We make our own coils. And then the last step
was was pouring our own foam. So and you know,
domestically in the US we're the most vertically integrated mattress
company that there is. And so after, you know, after

(18:11):
we built Phoenix and had that done it, you know,
three years ago, I think I said to you, you know,
the next step will be to you know, build this
same facility on the East coast. And then the Sutherland
acquisition presented itself and fell in love with what that
company was about and was able to acquire.

Speaker 1 (18:32):
It's kind of amazing when you when you think about
the the lessons you learned from starting this thing that
you had no idea other than your brother having that
little light, Like I was told this could be big.
Let's do it, because it seems to be working a
little bit to now where you're actually changing the ingredients
of the soup altogether, right and making your own soup.

(18:53):
What do you sleep on? By the way, I'm curious.

Speaker 2 (18:55):
So I am sleeping on prototype. Okay, drives my wife nuts,
but uh, we're always.

Speaker 1 (19:02):
You know, you switch out your beds a lot.

Speaker 2 (19:03):
To try to switch out my beds a lot, and
and she's always the barometer. So when when I bring
home a bed, you know, because well, we're pouring different foams,
we're pouring new foams, we're you know, we're making some
different coils, and so it's like, hey, let's let's you know,
put that in a bed and I'll put it together
and you know, lay on it and like, hey, this
feels good. And the only way you know is to

(19:25):
take it home and sleep on it for you know,
a couple of nights, and so Kristin has always been
you know, when I can impress her and she's like
this is really good, then that I know that we
kind of have something and and we'll we'll move that
along the.

Speaker 1 (19:38):
Your pillows are amazing too.

Speaker 2 (19:40):
Pillows are great.

Speaker 1 (19:42):
Not that this is just a commercial for Brooklynthetic, it's more.
But I mean the pillows really, I mean they've they've
changed my life. Yeah, I don't. I think my neck
just stopped hurting.

Speaker 2 (19:52):
Mattress purchasing is so you know, it's it's it happens
you know on a you know, you buy a new house,
you get married. It's it's kind of like a it's
not a purchase that most people think about.

Speaker 1 (20:07):
Yeah, and it's the.

Speaker 2 (20:08):
One thing that that someone can sleep on and use
that and it's completely wore out and shot and they
just don't change it.

Speaker 1 (20:17):
Like shoes, shoes, but we changed shoes.

Speaker 2 (20:21):
Yeah, shoes can rip and tear and and you know,
but I could take next time you come to the factory,
I'll I'll take you over to the to our pile
where we haul away old mattresses and and you'll see
some of those beds and it's like, oh, man, you
should have changed that bed out.

□ □ □ □

» **ASSIGNED TASK 1**:
Answer these from the transcript:
(a) What facility does Speaker 2 say was built three years ago?
(b) Which company's acquisition does Speaker 2 say presented itself?
(c) What is Speaker 2 currently sleeping on?
» **ASSIGNED TASK 2**:
Print the transcript from "Let's do it, because" down to "your own soup.", keeping every word unchanged.
The records play no part in any task.

□ □ □ □

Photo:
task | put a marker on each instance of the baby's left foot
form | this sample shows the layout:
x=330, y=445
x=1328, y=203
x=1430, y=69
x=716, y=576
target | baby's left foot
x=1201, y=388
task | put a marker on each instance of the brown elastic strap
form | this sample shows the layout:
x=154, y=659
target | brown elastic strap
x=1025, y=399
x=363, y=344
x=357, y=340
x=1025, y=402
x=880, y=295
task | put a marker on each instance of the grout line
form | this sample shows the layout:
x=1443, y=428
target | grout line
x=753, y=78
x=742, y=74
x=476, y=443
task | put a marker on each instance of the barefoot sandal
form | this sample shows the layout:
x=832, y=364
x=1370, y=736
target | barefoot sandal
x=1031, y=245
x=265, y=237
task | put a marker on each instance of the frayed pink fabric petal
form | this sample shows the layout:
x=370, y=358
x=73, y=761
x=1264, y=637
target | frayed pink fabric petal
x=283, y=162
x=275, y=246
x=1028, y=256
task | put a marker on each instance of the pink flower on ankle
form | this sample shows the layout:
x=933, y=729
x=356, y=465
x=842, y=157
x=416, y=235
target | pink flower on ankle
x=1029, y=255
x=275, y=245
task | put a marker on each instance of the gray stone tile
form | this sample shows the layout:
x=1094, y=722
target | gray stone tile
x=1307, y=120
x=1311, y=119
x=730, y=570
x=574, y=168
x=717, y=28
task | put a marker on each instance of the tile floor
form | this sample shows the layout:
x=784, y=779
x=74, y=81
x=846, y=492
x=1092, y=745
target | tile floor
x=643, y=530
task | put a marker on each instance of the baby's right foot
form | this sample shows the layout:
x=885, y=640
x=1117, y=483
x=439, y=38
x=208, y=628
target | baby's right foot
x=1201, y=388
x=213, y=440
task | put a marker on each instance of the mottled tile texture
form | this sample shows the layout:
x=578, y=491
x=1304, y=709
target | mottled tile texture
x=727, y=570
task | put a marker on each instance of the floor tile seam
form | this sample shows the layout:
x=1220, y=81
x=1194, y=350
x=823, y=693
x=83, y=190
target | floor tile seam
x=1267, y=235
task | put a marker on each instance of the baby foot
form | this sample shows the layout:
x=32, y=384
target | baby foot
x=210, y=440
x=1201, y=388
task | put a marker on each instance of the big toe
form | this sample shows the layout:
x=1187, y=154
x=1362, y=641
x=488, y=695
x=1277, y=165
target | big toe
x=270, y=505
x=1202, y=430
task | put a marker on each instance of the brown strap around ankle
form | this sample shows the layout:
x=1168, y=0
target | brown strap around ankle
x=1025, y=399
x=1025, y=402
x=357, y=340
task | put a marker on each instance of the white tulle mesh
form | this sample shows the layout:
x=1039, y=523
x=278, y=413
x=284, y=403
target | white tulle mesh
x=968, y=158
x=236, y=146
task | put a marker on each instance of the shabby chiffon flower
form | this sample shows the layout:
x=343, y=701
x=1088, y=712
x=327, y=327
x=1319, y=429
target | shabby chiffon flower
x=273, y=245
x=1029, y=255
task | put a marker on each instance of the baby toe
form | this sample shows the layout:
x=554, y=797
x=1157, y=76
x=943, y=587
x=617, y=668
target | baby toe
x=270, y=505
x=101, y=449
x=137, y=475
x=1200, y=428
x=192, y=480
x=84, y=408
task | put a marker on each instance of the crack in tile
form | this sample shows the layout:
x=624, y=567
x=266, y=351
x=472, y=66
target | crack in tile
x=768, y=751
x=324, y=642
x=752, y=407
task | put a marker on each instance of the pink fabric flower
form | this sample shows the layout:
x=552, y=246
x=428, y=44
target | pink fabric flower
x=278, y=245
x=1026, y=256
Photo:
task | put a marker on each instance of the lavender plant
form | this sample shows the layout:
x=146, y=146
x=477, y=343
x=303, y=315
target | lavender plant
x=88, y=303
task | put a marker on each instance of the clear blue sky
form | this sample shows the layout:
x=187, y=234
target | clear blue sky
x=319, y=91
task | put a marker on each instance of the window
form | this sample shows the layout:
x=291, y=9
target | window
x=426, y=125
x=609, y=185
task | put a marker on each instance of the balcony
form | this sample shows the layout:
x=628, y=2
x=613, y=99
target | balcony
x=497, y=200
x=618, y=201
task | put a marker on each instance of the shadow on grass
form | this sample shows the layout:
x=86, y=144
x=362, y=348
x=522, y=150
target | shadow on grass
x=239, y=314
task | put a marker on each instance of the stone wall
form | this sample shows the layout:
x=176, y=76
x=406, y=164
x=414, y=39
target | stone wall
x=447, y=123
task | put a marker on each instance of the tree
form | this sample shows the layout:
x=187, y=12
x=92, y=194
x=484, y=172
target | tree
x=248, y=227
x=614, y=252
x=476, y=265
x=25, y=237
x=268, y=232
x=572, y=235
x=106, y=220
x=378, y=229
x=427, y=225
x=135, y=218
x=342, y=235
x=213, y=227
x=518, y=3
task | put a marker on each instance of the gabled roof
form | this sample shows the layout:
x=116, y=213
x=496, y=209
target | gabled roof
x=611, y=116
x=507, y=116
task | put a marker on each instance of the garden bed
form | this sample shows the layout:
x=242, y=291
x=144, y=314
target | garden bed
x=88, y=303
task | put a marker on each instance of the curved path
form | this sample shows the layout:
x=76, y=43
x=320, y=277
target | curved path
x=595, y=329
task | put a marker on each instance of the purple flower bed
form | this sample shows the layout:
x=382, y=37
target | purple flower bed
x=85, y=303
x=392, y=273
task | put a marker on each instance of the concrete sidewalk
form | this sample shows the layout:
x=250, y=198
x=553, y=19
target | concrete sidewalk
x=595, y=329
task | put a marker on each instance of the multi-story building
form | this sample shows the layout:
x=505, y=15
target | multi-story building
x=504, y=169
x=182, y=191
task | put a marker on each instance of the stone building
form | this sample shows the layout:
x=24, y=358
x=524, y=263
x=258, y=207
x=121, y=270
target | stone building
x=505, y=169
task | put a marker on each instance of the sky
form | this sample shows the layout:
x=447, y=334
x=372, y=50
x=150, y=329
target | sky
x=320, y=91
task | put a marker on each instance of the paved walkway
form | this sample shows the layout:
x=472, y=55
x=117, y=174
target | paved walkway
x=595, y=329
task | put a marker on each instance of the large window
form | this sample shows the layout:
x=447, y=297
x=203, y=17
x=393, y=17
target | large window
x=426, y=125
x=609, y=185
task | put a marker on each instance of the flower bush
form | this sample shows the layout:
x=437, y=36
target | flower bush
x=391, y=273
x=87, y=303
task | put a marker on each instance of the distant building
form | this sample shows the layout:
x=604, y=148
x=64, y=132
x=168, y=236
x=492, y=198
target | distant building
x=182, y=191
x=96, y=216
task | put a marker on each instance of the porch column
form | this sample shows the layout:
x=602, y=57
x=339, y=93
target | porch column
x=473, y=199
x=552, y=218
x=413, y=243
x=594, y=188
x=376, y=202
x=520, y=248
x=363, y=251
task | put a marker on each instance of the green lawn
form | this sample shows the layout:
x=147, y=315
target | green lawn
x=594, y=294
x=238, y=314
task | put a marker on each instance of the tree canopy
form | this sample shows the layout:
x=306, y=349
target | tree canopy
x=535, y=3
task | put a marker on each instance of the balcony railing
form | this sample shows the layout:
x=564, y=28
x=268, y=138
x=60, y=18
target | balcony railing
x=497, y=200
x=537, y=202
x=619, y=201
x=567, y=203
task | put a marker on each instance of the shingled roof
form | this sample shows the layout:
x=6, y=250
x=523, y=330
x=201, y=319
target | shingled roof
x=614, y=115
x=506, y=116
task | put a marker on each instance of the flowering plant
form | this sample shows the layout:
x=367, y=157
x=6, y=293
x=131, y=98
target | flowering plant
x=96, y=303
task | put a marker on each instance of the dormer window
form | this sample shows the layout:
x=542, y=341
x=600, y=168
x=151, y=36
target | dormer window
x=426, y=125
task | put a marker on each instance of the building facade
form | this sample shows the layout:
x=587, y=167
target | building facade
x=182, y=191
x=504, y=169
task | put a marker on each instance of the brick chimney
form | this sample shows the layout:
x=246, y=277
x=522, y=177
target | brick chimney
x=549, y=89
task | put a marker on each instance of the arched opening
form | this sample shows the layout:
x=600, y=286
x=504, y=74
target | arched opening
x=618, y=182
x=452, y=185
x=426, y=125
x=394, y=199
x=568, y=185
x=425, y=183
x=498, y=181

□ □ □ □

» **EXERCISE RESULT 1**:
(a) Phoenix
(b) Sutherland
(c) A prototype

» **EXERCISE RESULT 2**:
Let's do it, because it seems to be working a
little bit to now where you're actually changing the ingredients
of the soup altogether, right and making your own soup.